### DIRECTIONS
Copy out the entries exactly, from the first line to the last.

Data entries
○ ○ ○
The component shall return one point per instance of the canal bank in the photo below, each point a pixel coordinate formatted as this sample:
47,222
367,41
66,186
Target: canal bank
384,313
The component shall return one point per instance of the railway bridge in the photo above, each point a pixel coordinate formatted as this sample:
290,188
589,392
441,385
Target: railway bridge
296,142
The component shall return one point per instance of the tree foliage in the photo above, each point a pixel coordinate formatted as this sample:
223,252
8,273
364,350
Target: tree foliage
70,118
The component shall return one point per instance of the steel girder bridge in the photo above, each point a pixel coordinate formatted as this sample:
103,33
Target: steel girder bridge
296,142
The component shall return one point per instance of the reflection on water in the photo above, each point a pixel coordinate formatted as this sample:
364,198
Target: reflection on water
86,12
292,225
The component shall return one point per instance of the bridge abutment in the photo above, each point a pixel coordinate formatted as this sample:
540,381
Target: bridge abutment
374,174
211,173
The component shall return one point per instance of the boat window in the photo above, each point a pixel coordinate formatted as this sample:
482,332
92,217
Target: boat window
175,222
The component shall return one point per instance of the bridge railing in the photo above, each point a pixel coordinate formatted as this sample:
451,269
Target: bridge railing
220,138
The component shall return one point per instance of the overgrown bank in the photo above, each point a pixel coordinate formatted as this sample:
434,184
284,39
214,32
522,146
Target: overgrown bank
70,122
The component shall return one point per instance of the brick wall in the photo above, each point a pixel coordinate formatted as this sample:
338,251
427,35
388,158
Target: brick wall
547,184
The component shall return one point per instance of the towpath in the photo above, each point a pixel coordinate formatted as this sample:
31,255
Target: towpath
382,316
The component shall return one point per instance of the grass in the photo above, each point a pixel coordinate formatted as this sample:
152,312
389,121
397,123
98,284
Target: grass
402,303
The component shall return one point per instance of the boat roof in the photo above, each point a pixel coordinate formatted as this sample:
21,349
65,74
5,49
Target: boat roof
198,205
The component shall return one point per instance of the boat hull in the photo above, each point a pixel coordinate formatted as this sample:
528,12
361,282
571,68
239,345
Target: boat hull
○ ○ ○
### WORKED SOLUTION
The component shall return one point per instance of the canal bank in the photo below, each point a pixel coordinate formatted as this sample:
47,222
367,41
66,186
Target: canal bank
384,313
The component shall return one point per instance of the railway bridge in the photo above, each point a pixel coordinate formatted as this sample:
290,188
589,392
441,385
Target: railway bridge
296,142
The component shall return one point per instance of the tree foliage in the photo above, each point a pixel coordinate formatted as this sample:
223,252
8,273
364,350
Target: tree foliage
70,118
The component shall return one point per instance of the steel girder bridge in the photo above, each point a pixel coordinate formatted as this sample:
103,33
Target: steel girder bridge
296,142
The component shall return one point per instance of the reflection on water in the photo above, each point a pixel coordinate formatted as this sample:
364,198
Target: reflection on water
86,12
292,225
The component shall return one point per instance of the bridge abutment in the photo above, each point a pixel coordinate formatted as this sample:
540,381
Target: bridge abutment
374,174
211,173
The component shall return one point per instance of the boat window in the photo above, each point a pixel coordinate formatted as this sample:
482,332
92,217
Target: boat window
175,222
The component shall return one point per instance of the bridge railing in the photo above, each point a pixel coordinate formatted as this sample:
451,269
Target: bridge railing
220,138
The component shall return one point per instance of the overgrown bank in the photo above, each point a pixel coordinate formatted as this sample:
434,184
284,39
214,32
522,146
Target: overgrown bank
70,122
The component shall return one point per instance of the brick wall in the photo above, each point a pixel coordinate formatted as this sample:
338,251
427,35
388,158
Target: brick wall
547,184
The component shall return one point per instance of the towpath in the photo above, each point a pixel coordinate formatted as this sample:
31,255
Target: towpath
382,316
The component shall return one point per instance of the grass in the photo above, each point a pixel coordinate formatted as this sample:
152,312
389,121
397,123
98,284
Target: grass
402,303
The component shall return one point per instance of the boat roof in the photo above, each point a pixel coordinate formatted as this sample:
21,349
65,74
5,49
Target: boat roof
198,205
The component shall return one point per instance of the boat hull in the photo above, each point a pixel coordinate formatted as this sample:
528,12
361,282
571,68
239,345
Target: boat hull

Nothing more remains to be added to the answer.